◆ **Reading text**:
============================================================
While it is possible to bypass the kvm_arch_gmem_prepare() hooks so that
this handling can be done in an open-coded/vendor-specific manner, this
may expose more gmem-internal state/dependencies to external callers
than necessary. Try to avoid this by implementing an interface that
tries to handle as much of the common functionality inside gmem as
possible, while also making it generic enough to potentially be
usable/extensible for TDX as well.

Suggested-by: Sean Christopherson <seanjc@google.com>
Signed-off-by: Michael Roth <michael.roth@amd.com>
Co-developed-by: Michael Roth <michael.roth@amd.com>
Signed-off-by: Paolo Bonzini <pbonzini@redhat.com>
Signed-off-by: Isaku Yamahata <isaku.yamahata@intel.com>
---
 include/linux/kvm_host.h | 26 ++++++++++++++
 virt/kvm/guest_memfd.c   | 78 ++++++++++++++++++++++++++++++++++++++++
 2 files changed, 104 insertions(+)

diff --git a/include/linux/kvm_host.h b/include/linux/kvm_host.h
index 33ed3b884a6b..97d57ec59789 100644
--- a/include/linux/kvm_host.h
+++ b/include/linux/kvm_host.h
@@ -2450,4 +2450,30 @@ int kvm_arch_gmem_prepare(struct kvm *kvm, gfn_t gfn, kvm_pfn_t pfn, int max_ord
 bool kvm_arch_gmem_prepare_needed(struct kvm *kvm);
 #endif
 
+/**
+ * kvm_gmem_populate() - Populate/prepare a GPA range with guest data
+ *
+ * @kvm: KVM instance
+ * @gfn: starting GFN to be populated
+ * @src: userspace-provided buffer containing data to copy into GFN range
+ *       (passed to @post_populate, and incremented on each iteration
+ *       if not NULL)
============================================================
◆ **Written problem 1**: Rewrite the records below, changing every "bounding box" to "rectangle" and leaving everything else unchanged.

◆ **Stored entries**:
============================================================
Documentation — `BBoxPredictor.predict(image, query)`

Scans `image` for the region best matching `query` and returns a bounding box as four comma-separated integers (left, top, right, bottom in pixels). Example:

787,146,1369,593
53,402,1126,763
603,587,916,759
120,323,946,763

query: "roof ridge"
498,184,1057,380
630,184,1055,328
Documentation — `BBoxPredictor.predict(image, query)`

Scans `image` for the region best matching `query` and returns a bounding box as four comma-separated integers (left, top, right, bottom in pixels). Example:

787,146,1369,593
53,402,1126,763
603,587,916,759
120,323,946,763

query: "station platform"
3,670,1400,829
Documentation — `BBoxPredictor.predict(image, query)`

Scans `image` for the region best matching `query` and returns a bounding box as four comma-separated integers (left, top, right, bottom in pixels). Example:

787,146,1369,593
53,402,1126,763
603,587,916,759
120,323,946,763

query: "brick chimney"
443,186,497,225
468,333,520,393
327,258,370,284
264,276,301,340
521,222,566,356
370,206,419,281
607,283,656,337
============================================================
◆ **Written problem 2**:
Answer these questions from the kernel patch text:
(a) Who is credited in the Suggested-by line?
(b) How many insertions does the patch make in total?
(c) What does the @gfn parameter of kvm_gmem_populate() describe?

◆ **Right answer 1**:
Documentation — `BBoxPredictor.predict(image, query)`

Scans `image` for the region best matching `query` and returns a rectangle as four comma-separated integers (left, top, right, bottom in pixels). Example:

787,146,1369,593
53,402,1126,763
603,587,916,759
120,323,946,763

query: "roof ridge"
498,184,1057,380
630,184,1055,328
Documentation — `BBoxPredictor.predict(image, query)`

Scans `image` for the region best matching `query` and returns a rectangle as four comma-separated integers (left, top, right, bottom in pixels). Example:

787,146,1369,593
53,402,1126,763
603,587,916,759
120,323,946,763

query: "station platform"
3,670,1400,829
Documentation — `BBoxPredictor.predict(image, query)`

Scans `image` for the region best matching `query` and returns a rectangle as four comma-separated integers (left, top, right, bottom in pixels). Example:

787,146,1369,593
53,402,1126,763
603,587,916,759
120,323,946,763

query: "brick chimney"
443,186,497,225
468,333,520,393
327,258,370,284
264,276,301,340
521,222,566,356
370,206,419,281
607,283,656,337

◆ **Right answer 2**:
(a) Sean Christopherson
(b) 104
(c) The starting GFN to be populated